* [Text provided]:
* BEGIN *

You see, only the .zip file is present here - as it is - unpacked.

If you look carefully on the output of your building you can see this message:
Sending build context to Docker daemon 9.728kB

This is where ALL your files from the build context (in your case /data/docker/test with everything inside) is transferred to the docker daemon.

Now, don’t change your docker file, but add into anywhere inside /data/docker/test 10 another zip files with size 2Gb each, and re-run the build, and see what will happen to “Sending build context to Docker daemon”.

Oh now I get you …

Currently this “effect” is by design → Docker docs: Build with PATH

BUT … I just stumbled over some stackoverfolw post that might solve the issue → build context for docker image very large - Stack Overflow

I’ve tried it myself:

export DOCKER_BUILDKIT=1
docker build -t test:0.3 .

* END *

* [Instructions to follow]:
Answer these from the Docker build context thread above.
1. What size does the "Sending build context to Docker daemon" message show?
2. How many extra zip files does the thread suggest adding, and what size is each?
3. Which environment variable is exported before the build command, and with what value?

* [Provided data]:
* BEGIN *

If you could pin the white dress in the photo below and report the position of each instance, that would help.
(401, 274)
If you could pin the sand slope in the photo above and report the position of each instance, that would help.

* END *

* [Final result]:
1. 9.728kB
2. 10 zip files, 2Gb each
3. DOCKER_BUILDKIT, set to 1